» **Supplied text**:
* * * * * * *
For these final results, we have recalculated credit expense and used a price net of taxes for the basis of the recalculation. See Final Analysis Memorandum of March 9, 1998.

With respect to the selection of interest rates for use in calculating credit expense, the Department agrees with petitioners that the nominal rate should be used. The Department does not have information on the record of this proceeding with respect to nominal rates for each week of the POR. However, such information was not requested by the Department. Accordingly, on the basis of the facts available, we are using the weekly nominal rates for the weeks for which such information is on the record. For all other weeks, we are using the simple average of the available weekly nominal rates. Because the Department finds that USIMINAS/COSIPA has acted to the best of its ability in providing information relating to credit expenses, we are not making an adverse inference. See Final Analysis Memorandum of March 9, 1998. Because we are eliminating the adjustments to the interest rate in question and instead are using the nominal rates, we have not used the ``taxa referential'' are suggested by petitioners.

Comment 5: The petitioners object to USIMINAS/COSIPA's use of all plate products, including non-subject merchandise, in calculating its home market inventory carrying costs. The petitioners state that any inventory expenses associated with non-subject merchandise ``may not be used in calculating deductions of expenses from FMV for in-scope merchandise'' (NSK Ltd. v. United States, 896 F.Supp. 1236, 1272 (CIT, 1995) aff'd in relevant part 115 F. 3d 965, 973 (Fed. Cir. 1997). The petitioners conclude that if the respondent could not develop a viable method to separate inventory carrying costs of subject merchandise from non-subject merchandise, the Department must deny the adjustment altogether. Petitioners close by stating that if the Department decides to allow the inventory carrying cost adjustment, the Department should recalculate the cost using the ``taxa referential'' instead of the discount rate.

In response, USIMINAS/COSIPA characterizes the inventory carrying cost adjustment as irrelevant in this review because there are no U.S. commissions and, therefore, no need to calculate a commission offset which would include inventory carrying costs.

Nevertheless, assuming arguendo that the inventory cost adjustment is relevant, USIMINAS/COSIPA states that the petitioners have confused ``selling out of inventory'' and ``having an inventory.'' ``Selling out of inventory,'' from USIMINAS/COSIPA's viewpoint, is based on a decision by a producer to manufacture and inventory products without a specific customer request for the products. COSIPA and USIMINAS contend that having an inventory is a natural consequence of selling to order for several reasons: (1) export shipments are often held until the entire order is produced; (2) overruns, a natural consequence in steel production, are inventoried; (3) materials are held at distribution warehouses.
* * * * * * *
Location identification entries
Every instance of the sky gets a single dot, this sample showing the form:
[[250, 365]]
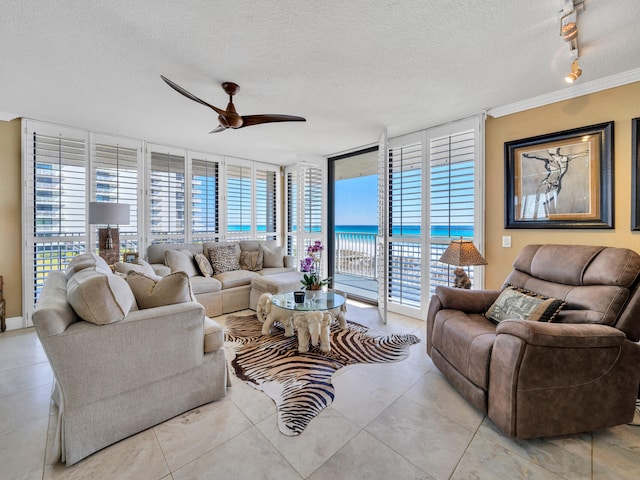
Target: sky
[[357, 201]]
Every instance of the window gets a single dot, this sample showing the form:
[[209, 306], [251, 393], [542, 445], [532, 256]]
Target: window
[[166, 197], [205, 184], [404, 180], [55, 201], [116, 179], [239, 202], [453, 157]]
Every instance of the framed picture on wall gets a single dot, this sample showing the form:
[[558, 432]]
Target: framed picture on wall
[[560, 180], [635, 174]]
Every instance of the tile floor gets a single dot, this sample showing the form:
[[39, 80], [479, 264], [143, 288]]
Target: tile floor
[[389, 421]]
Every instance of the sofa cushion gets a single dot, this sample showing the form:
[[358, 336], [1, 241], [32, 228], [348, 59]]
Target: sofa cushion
[[515, 303], [273, 256], [252, 260], [150, 293], [213, 335], [87, 260], [139, 266], [204, 265], [99, 298], [180, 260], [205, 285], [235, 278], [224, 259], [466, 341]]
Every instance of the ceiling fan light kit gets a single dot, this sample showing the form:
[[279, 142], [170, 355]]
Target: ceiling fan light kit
[[569, 33], [229, 118]]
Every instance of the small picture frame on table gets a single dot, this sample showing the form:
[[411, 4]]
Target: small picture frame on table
[[130, 257]]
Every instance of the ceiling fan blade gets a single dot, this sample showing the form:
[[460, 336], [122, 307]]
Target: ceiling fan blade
[[249, 120], [181, 90]]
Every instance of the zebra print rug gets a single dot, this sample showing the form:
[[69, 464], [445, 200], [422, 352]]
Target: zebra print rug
[[300, 383]]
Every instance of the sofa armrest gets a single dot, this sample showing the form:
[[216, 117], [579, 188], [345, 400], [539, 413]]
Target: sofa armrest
[[290, 261], [92, 362], [468, 301], [562, 335]]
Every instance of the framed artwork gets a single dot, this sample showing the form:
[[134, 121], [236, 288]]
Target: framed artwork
[[635, 174], [560, 180], [130, 257]]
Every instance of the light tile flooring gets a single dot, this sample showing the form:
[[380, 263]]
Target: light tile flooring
[[389, 421]]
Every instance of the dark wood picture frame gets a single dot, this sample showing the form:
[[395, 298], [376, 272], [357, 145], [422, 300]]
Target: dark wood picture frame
[[635, 174], [560, 180]]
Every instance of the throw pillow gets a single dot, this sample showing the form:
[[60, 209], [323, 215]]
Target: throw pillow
[[514, 303], [224, 259], [98, 297], [273, 257], [252, 260], [139, 266], [180, 261], [150, 293], [204, 265]]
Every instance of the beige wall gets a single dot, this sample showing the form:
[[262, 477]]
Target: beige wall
[[10, 216], [618, 104]]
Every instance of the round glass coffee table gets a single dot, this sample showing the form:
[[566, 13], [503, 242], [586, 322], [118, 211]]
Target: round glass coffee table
[[321, 301], [311, 319]]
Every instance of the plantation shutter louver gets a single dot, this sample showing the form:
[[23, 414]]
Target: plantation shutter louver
[[404, 180], [452, 173], [239, 202], [57, 202], [167, 198], [115, 179], [204, 200], [266, 204]]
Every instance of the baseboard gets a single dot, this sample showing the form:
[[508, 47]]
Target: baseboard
[[14, 323]]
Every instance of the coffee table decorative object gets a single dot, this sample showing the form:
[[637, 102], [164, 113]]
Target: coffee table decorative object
[[311, 318]]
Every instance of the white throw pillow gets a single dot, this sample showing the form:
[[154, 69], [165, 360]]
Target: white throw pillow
[[150, 293], [100, 298], [273, 257], [180, 261]]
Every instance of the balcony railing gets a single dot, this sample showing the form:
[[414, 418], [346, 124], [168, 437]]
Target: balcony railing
[[356, 254]]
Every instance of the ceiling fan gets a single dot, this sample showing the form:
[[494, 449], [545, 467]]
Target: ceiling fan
[[229, 118]]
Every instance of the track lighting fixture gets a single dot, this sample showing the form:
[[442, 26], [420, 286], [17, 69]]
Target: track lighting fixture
[[575, 72]]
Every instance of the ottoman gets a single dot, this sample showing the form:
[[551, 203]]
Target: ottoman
[[277, 283]]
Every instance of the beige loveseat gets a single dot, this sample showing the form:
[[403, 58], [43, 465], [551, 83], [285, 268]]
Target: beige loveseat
[[578, 371], [120, 369], [226, 291]]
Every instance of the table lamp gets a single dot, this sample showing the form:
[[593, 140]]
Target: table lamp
[[105, 213], [462, 253]]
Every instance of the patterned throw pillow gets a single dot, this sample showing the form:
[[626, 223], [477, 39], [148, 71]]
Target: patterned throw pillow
[[224, 259], [204, 265], [252, 260], [515, 303]]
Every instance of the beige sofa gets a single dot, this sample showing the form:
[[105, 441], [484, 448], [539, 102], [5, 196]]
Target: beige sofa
[[227, 291], [120, 369], [576, 371]]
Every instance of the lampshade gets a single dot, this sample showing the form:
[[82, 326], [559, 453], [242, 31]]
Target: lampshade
[[104, 213], [462, 253]]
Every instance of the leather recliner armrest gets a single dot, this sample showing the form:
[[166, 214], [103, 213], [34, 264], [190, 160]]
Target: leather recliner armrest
[[468, 301], [567, 335]]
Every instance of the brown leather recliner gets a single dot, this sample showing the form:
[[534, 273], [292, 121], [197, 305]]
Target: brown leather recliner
[[534, 379]]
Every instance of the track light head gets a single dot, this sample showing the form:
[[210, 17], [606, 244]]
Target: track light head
[[575, 73]]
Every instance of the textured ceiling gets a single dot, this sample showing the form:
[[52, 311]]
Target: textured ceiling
[[351, 68]]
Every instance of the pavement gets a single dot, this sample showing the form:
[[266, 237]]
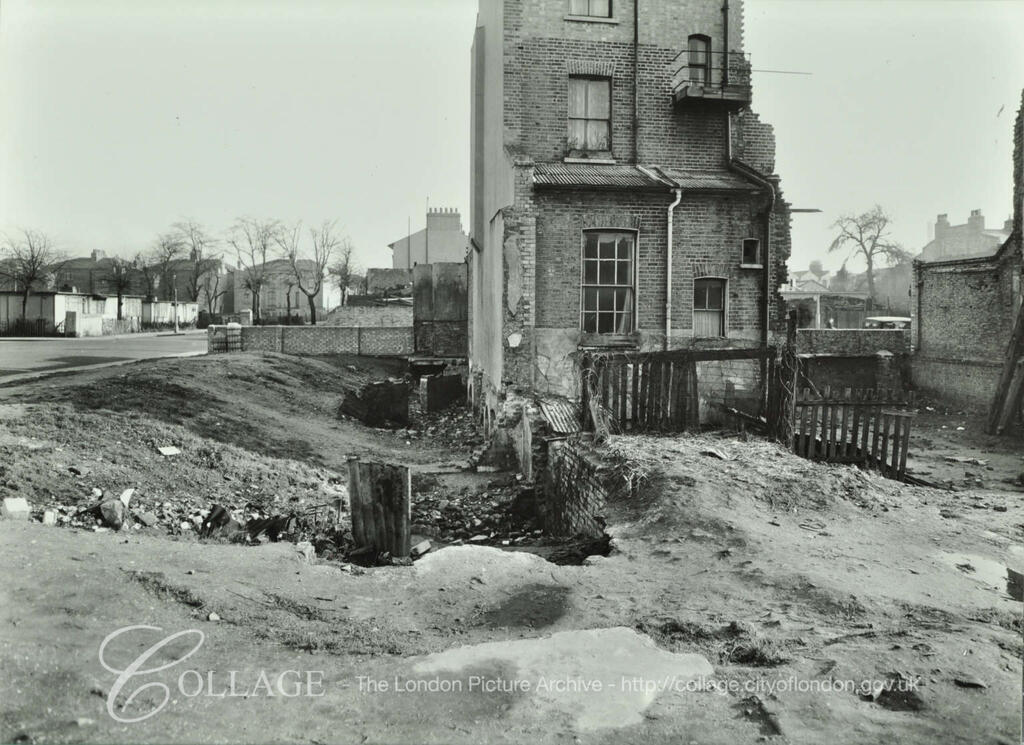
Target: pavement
[[24, 358]]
* * * * * * *
» **Required actions**:
1. From the passage on credit and inventory costs, list the reasons USIMINAS/COSIPA gives for why having an inventory is a natural consequence of selling to order.
2. Please explain, in one to three sentences and according to the passage on credit and inventory costs, why USIMINAS/COSIPA considers the inventory carrying cost adjustment irrelevant in this review.
3. Answer these questions using the passage on credit and inventory costs:
(a) What is the date of the Final Analysis Memorandum?
(b) For weeks with no nominal rate information on the record, what rate does the Department use?
(c) Which case do the petitioners cite on inventory expenses tied to non-subject merchandise?

» **Task-by-task results**:
1.
1. Export shipments are often held until the entire order is produced.
2. Overruns, a natural consequence in steel production, are inventoried.
3. Materials are held at distribution warehouses.

2. There are no U.S. commissions in this review. So there is no need to calculate a commission offset, which would include inventory carrying costs.

3.
(a) March 9, 1998.
(b) The simple average of the available weekly nominal rates.
(c) NSK Ltd. v. United States.